Task brief:
Only lines that contain the word "dataset" belong in the answer; copy them from the records below.

━━━ Extracted material

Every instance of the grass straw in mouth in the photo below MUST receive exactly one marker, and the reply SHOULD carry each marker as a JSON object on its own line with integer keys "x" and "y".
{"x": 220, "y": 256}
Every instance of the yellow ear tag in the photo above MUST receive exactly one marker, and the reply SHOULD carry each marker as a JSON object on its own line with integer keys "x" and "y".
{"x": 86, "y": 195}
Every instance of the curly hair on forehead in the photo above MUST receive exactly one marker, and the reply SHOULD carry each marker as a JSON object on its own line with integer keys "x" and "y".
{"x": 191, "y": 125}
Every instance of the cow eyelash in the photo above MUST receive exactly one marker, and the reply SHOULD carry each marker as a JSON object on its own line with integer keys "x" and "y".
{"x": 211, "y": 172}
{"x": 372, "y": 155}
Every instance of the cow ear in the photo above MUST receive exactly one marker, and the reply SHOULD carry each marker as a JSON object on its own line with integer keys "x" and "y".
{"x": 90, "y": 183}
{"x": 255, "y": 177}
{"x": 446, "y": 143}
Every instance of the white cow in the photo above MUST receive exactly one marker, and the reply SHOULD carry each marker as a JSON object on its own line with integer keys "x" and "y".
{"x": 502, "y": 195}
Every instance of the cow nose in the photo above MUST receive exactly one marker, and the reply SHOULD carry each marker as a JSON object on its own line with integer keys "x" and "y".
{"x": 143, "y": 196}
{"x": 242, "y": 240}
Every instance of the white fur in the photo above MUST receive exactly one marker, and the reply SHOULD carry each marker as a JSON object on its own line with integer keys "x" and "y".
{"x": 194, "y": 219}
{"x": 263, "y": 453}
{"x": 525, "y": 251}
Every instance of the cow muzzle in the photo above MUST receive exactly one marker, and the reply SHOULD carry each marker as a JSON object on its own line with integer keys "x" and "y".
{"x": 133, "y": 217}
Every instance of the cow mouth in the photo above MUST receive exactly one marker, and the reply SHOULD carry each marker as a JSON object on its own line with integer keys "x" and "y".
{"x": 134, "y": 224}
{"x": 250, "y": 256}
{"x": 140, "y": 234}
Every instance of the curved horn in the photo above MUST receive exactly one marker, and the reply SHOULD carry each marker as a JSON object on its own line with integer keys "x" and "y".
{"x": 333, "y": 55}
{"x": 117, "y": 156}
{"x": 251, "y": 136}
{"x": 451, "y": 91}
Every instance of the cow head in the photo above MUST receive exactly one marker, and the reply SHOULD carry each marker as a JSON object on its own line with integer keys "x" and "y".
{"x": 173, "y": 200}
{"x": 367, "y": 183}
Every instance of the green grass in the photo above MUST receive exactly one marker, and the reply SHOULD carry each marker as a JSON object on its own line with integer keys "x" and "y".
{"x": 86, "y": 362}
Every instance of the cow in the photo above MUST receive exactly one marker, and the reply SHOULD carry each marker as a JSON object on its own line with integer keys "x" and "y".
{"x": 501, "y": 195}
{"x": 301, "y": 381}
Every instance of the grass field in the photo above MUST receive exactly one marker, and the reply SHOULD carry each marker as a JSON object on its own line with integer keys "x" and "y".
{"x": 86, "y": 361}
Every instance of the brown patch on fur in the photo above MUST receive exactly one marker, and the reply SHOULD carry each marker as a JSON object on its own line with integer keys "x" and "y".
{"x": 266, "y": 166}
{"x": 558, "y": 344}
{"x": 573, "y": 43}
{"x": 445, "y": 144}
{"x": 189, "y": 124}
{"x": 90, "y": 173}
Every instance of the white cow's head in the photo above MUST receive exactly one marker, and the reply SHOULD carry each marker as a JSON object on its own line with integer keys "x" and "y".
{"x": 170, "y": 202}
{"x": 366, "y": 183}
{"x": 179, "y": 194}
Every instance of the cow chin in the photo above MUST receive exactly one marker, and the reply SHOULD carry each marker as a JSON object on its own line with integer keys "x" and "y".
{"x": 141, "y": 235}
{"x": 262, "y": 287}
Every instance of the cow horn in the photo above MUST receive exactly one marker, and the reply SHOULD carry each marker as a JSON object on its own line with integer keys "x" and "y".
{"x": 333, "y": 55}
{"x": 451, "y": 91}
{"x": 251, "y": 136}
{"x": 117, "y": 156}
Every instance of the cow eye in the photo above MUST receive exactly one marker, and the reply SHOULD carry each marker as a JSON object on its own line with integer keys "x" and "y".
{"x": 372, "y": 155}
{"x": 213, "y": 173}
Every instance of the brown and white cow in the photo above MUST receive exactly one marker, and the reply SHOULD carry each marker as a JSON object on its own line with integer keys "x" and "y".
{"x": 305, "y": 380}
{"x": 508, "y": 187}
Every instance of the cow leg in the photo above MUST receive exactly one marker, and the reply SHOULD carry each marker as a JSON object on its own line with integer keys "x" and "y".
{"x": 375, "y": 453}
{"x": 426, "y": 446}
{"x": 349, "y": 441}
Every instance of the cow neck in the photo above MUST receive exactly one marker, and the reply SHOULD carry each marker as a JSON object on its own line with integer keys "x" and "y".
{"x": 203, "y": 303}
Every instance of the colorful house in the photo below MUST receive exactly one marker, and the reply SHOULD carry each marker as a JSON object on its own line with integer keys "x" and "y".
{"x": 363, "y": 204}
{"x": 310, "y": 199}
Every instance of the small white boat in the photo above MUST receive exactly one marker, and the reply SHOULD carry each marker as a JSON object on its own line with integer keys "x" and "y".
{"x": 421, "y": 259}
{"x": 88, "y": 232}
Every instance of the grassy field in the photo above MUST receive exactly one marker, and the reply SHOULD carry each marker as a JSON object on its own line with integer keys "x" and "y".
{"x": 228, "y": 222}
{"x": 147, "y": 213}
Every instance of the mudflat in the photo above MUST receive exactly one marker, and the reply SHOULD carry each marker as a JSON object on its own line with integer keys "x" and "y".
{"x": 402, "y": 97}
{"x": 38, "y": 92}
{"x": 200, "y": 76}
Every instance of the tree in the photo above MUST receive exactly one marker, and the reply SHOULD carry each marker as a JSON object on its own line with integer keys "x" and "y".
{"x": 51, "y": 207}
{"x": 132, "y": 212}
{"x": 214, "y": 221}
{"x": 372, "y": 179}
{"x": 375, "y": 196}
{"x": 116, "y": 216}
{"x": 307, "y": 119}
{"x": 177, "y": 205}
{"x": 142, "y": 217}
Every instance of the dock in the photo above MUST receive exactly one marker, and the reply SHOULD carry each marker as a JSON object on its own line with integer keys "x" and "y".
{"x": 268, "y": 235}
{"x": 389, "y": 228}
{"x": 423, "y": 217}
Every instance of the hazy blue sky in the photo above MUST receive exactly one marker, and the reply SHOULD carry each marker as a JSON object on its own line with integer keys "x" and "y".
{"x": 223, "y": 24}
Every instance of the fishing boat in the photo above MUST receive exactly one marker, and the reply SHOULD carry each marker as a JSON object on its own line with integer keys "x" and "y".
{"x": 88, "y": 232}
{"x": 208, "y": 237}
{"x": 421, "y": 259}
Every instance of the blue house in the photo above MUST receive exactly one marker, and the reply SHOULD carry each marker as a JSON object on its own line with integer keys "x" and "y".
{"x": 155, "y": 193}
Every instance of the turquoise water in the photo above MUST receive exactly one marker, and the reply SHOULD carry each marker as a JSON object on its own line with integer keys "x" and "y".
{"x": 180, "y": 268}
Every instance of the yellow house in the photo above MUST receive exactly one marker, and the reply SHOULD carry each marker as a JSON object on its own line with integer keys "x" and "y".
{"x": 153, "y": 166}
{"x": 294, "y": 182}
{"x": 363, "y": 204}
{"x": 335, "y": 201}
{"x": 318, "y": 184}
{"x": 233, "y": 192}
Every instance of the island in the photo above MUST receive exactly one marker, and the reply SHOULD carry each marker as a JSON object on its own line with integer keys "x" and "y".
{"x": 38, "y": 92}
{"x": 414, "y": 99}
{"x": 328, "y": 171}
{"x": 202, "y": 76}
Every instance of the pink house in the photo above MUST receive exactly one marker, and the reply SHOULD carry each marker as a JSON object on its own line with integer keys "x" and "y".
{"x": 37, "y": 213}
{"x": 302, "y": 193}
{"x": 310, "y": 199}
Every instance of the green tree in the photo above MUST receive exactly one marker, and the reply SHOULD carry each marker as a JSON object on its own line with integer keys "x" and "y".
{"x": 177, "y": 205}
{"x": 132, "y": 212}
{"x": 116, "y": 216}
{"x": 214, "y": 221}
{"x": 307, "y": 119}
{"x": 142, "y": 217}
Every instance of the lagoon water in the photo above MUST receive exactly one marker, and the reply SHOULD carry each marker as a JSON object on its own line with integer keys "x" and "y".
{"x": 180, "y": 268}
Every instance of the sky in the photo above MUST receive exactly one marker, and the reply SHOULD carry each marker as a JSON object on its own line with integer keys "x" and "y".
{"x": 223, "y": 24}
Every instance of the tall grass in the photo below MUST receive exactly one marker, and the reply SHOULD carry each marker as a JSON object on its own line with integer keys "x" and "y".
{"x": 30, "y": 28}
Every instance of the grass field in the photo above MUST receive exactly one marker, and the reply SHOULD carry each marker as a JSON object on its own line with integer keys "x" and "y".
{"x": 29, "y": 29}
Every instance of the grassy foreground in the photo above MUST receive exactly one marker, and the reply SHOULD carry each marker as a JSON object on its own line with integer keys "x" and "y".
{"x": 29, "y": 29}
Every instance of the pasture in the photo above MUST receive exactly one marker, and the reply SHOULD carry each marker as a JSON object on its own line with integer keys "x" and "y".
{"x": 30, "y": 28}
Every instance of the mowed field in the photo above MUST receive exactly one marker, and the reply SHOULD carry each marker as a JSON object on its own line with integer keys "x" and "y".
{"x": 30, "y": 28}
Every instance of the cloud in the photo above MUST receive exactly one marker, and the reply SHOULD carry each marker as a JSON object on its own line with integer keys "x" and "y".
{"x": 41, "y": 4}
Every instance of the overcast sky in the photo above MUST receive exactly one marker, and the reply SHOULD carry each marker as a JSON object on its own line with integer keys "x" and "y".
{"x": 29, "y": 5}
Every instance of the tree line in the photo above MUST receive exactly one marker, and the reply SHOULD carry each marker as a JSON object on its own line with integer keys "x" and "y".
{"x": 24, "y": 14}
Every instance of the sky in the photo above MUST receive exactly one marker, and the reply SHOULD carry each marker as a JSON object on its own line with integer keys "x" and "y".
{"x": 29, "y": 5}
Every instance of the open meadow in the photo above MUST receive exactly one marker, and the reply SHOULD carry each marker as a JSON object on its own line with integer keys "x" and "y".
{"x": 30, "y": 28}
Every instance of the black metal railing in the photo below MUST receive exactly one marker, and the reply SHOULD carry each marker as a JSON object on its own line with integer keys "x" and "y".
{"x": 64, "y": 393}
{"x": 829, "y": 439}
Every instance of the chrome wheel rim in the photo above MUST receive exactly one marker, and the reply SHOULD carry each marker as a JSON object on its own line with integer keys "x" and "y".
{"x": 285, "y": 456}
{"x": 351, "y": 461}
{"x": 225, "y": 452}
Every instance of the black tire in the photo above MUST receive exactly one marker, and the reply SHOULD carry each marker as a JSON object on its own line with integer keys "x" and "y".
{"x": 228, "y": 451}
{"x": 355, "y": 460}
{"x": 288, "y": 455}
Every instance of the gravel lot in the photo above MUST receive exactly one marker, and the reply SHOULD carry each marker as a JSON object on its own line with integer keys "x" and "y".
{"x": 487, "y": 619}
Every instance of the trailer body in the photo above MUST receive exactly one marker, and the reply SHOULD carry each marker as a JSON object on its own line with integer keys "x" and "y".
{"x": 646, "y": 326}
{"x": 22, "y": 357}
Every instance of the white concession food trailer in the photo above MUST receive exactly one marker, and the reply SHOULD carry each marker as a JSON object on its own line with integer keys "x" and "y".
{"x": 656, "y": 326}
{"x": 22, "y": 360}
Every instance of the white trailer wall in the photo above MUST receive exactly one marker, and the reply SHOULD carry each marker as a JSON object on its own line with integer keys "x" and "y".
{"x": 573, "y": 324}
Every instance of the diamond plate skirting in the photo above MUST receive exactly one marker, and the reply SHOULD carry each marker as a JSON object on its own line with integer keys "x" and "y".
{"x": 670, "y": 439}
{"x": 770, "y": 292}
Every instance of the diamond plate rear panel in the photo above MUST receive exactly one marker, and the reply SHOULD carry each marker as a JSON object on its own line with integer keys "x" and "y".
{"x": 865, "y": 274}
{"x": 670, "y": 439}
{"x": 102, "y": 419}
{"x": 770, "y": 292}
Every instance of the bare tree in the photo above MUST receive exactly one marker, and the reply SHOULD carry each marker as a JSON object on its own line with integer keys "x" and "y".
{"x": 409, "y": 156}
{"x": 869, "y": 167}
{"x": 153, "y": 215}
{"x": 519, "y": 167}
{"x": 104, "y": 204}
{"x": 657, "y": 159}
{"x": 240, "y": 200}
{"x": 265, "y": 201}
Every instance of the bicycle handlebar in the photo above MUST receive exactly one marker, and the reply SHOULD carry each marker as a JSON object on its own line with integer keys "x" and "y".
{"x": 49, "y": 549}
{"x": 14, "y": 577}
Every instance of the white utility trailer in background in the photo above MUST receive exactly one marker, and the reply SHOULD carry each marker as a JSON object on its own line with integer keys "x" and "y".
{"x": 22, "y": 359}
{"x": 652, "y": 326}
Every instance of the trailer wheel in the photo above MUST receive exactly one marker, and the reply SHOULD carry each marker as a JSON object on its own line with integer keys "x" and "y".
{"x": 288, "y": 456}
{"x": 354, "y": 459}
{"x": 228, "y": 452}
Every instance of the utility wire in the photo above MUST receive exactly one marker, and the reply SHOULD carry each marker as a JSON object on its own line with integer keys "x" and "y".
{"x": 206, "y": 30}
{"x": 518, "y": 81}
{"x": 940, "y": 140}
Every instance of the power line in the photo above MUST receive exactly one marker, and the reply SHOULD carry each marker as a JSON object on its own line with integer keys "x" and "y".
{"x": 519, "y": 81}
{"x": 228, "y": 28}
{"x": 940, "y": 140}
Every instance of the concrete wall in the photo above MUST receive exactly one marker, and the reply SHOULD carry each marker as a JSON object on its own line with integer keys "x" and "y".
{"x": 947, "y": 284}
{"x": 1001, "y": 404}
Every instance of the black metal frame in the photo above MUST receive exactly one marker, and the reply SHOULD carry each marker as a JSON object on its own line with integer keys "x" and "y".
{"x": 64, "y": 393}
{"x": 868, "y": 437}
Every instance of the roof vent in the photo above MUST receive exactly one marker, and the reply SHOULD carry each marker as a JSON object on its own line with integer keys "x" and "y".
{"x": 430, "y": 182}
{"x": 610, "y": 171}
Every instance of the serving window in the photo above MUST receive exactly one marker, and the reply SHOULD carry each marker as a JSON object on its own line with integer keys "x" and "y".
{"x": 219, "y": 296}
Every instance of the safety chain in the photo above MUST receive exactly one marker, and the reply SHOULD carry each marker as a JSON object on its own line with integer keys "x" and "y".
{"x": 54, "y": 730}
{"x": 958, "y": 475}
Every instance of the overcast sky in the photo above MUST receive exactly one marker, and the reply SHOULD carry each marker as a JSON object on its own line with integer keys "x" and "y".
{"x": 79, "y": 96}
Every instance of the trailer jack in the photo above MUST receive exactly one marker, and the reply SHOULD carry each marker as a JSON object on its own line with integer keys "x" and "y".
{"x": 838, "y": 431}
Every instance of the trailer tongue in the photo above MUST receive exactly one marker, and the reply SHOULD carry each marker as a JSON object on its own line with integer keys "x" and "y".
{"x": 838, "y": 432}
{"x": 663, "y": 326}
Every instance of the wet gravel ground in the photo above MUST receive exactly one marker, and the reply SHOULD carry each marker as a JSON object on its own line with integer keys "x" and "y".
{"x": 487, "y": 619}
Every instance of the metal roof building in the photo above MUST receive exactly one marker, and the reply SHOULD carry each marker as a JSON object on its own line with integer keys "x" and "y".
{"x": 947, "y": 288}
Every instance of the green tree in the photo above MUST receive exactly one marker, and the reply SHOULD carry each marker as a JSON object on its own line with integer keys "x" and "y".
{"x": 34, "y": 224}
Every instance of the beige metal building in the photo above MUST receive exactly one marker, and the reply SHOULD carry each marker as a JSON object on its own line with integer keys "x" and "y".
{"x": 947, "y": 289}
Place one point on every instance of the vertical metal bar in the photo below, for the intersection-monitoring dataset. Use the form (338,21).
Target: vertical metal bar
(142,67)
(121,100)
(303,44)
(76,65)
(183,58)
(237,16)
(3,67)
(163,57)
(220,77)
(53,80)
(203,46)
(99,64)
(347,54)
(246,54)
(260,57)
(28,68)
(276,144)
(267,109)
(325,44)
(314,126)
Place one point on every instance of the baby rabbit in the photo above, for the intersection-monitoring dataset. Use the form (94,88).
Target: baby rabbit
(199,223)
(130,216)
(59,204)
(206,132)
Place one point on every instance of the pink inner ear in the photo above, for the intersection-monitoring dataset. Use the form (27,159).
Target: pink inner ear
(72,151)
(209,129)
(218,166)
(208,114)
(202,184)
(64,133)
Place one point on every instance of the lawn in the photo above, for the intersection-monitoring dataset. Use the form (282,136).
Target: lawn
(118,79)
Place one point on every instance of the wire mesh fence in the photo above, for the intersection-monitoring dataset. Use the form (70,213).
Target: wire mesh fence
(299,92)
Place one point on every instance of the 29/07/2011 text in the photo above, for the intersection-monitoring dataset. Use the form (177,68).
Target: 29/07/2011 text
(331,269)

━━━━━━

Solved exercise:
Place one point on every instance of the vertical metal bar in the photo below, for the intersection-monitoring dataset. Use the form (338,21).
Place one point on every instance of the baby rabbit in the photo above, for the intersection-monitoring dataset. Use the form (94,88).
Place one point on every instance of the pink inner ear in the photo above, for the intersection-monitoring dataset. Use the form (27,159).
Place one point on every instance of the lawn in the photo above, for the intersection-monitoring dataset. Use the form (282,136).
Place one point on every instance of the wire mesh fence in the photo above, for the intersection-monitoring dataset. Use the form (70,213).
Place one point on every instance of the 29/07/2011 text in the photo above, for the intersection-monitoring dataset. Use the form (177,68).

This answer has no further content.